*** TEXTE EXTRAIT ***

Maintenant, comment se comporte le militant politique ? Comment se relie-t-il, par exemple, à la théorie ? Il attend d’elle qu’elle lui dise ce qu’il faut faire, et quand il croira avoir compris, il commencera à briser l’âme des autres afin qu’ils l’imitent. Dans tout cela il agit toujours au travers d’une vision qui lui demeure extérieure et qui change bien peu dans sa vie ; il croit se lier à un mouvement, se situer au centre de la réalité sociale, mais, en vérité il s’en sépare.

 

Quand, même une action, disons une action d’ « attaque », dépourvue de toute fonction symbolique, motivée seulement pour des questions économiques, il ‘en demeure pas moins qu’une telle action demeure une action militante si celui qui y participe agit comme le défenseur du malheur des autres, historiquement, ce type de comportement a renforcé bien plus la passivité des principaux  intéressés qu’il n’a stimulé derniers à agir par eux-mêmes.   .

 

« Tant que les sectes ont une justification (historique), le prolétariat n’est pas encore mûr pour un mouvement indépendant . Dès qu’il atteint la maturité, toutes les sectes  deviennent essentiellement réactionnaires » Karl Marx, Lettre à Bolte, 29-11-1871).

 

D’autre part, il me semble par ailleurs paradoxal de vouloir affirmer la pertinence  et la nécessité du rôle des « révolutionnaires » dans l’émergence de la  consciente adéquate en faisant circuler certaines informations, en pratiquant des actions exemplaires, et en même temps ne pas pointer un secteur social à qui s’adresser.  Vouloir éduquer le prolétariat, à la limite passe encore (si vraiment…) mais vouloir éduquer cette merde interclassiste que sont « les gens » me semble franchement un peu trop.

*** EXTRAITS DE DONNÉES ***

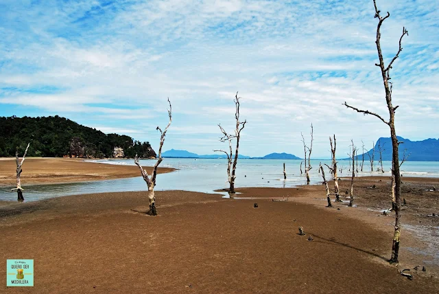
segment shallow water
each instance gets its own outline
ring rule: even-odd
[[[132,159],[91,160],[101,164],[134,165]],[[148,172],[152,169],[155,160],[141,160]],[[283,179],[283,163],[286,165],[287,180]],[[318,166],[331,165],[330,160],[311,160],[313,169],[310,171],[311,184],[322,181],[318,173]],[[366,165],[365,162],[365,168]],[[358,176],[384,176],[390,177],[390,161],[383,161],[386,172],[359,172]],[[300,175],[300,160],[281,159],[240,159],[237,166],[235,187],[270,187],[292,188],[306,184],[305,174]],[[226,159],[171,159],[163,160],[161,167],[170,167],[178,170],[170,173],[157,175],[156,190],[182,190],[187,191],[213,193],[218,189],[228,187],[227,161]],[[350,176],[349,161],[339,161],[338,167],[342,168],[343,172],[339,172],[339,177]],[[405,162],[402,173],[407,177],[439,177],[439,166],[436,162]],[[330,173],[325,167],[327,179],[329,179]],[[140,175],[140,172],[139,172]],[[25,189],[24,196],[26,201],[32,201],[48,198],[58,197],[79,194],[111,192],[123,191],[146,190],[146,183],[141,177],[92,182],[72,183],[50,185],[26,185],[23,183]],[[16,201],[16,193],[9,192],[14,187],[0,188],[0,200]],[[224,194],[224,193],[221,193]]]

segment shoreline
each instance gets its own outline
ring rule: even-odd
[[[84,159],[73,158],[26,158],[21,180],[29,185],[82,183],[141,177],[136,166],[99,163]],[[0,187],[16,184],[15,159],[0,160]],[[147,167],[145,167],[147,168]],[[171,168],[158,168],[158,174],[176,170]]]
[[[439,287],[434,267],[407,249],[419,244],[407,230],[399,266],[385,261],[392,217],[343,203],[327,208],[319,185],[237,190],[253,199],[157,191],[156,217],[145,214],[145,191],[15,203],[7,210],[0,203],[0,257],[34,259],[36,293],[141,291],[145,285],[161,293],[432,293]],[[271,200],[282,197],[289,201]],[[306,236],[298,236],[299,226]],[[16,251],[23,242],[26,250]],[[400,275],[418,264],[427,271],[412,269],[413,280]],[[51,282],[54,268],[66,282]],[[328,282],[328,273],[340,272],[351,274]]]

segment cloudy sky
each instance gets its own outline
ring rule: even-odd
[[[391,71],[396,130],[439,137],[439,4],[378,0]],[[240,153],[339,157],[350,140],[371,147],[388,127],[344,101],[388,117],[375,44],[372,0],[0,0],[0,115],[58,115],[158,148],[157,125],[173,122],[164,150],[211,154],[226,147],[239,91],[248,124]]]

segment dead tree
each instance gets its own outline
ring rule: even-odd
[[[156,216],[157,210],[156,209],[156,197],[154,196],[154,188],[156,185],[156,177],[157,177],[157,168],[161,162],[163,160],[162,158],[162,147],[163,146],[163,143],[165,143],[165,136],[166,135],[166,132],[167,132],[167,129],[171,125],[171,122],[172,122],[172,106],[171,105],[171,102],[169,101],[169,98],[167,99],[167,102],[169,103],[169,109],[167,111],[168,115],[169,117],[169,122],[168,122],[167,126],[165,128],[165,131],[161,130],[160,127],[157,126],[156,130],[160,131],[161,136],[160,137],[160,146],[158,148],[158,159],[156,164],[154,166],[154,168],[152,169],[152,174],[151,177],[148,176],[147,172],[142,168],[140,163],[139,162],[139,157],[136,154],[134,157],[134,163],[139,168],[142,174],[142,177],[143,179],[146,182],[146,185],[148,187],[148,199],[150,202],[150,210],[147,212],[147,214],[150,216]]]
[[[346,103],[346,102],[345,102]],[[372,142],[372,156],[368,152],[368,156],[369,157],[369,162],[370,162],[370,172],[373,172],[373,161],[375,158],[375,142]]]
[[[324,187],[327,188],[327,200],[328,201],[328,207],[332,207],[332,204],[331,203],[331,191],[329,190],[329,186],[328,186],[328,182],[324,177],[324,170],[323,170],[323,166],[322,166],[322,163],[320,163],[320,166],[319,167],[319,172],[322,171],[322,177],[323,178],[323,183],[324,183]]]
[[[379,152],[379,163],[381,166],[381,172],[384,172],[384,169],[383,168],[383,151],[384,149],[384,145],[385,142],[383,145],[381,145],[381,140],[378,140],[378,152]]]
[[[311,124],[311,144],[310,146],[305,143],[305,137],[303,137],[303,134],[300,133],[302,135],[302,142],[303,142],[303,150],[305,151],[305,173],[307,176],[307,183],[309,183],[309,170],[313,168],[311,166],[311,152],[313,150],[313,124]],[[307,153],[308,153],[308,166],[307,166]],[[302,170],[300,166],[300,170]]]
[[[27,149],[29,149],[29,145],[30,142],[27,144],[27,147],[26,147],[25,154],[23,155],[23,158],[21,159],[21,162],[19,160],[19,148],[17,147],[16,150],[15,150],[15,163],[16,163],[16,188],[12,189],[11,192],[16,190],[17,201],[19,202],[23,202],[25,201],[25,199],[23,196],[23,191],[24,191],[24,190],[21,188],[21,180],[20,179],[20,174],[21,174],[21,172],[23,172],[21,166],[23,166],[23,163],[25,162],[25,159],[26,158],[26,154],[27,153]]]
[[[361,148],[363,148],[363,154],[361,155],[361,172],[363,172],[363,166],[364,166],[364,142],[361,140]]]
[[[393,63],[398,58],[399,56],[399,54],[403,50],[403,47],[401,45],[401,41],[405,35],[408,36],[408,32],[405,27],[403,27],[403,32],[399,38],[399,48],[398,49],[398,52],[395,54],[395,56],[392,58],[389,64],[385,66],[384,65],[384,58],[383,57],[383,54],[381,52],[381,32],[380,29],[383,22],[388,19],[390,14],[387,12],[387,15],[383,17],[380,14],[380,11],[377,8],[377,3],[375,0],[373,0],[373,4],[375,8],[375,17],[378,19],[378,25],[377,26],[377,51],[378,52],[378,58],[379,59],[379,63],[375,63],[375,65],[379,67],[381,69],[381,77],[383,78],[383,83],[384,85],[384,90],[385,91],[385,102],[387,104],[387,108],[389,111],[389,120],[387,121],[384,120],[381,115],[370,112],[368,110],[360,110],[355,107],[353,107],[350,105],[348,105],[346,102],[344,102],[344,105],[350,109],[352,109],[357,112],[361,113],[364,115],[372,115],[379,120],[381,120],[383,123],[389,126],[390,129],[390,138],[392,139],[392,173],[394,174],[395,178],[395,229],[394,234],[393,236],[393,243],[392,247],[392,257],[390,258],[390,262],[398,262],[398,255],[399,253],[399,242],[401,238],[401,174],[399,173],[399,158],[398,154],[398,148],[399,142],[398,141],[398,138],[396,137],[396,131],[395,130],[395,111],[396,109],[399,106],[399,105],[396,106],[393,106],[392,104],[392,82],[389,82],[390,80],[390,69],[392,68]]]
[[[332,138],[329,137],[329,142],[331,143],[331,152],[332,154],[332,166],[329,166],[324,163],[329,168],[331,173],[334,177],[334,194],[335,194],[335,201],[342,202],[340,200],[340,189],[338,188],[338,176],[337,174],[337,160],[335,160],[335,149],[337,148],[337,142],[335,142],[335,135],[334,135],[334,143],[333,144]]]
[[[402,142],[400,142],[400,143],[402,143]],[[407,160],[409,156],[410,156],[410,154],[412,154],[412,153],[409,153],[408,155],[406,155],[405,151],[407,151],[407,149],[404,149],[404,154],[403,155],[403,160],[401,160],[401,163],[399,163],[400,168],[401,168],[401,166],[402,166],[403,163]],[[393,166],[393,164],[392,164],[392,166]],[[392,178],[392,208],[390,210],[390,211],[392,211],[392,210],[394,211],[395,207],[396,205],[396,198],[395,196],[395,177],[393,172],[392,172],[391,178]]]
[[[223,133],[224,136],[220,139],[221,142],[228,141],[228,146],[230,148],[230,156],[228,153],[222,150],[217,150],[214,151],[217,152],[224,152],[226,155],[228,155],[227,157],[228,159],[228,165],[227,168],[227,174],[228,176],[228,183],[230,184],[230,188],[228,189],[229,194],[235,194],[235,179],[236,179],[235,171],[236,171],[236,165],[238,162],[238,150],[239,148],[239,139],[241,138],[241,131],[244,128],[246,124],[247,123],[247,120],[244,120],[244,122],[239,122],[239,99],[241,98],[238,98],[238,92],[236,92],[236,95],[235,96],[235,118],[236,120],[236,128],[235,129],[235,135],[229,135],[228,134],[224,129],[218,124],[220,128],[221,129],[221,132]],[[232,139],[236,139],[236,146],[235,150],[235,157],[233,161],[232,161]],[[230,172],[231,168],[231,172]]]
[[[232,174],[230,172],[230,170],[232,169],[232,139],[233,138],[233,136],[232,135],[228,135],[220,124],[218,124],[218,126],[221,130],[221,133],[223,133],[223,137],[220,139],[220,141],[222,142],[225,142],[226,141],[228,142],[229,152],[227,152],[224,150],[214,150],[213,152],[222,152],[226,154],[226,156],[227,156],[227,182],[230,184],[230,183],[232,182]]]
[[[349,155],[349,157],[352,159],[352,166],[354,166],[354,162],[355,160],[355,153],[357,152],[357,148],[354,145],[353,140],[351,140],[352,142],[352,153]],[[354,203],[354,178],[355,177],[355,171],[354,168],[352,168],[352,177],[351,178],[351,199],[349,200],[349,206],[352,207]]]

***

Répondez brièvement aux questions suivantes en vous appuyant sur le texte extrait.
1. Qu'attend le militant politique de la théorie ?
2. De quelle lettre de Karl Marx provient la citation reproduite, et de quelle date est-elle ?
3. Quel projet d'éducation semble « franchement un peu trop » ?

1. Il attend d'elle qu'elle lui dise ce qu'il faut faire.
2. De la Lettre à Bolte, datée du 29-11-1871.
3. Vouloir éduquer « les gens ».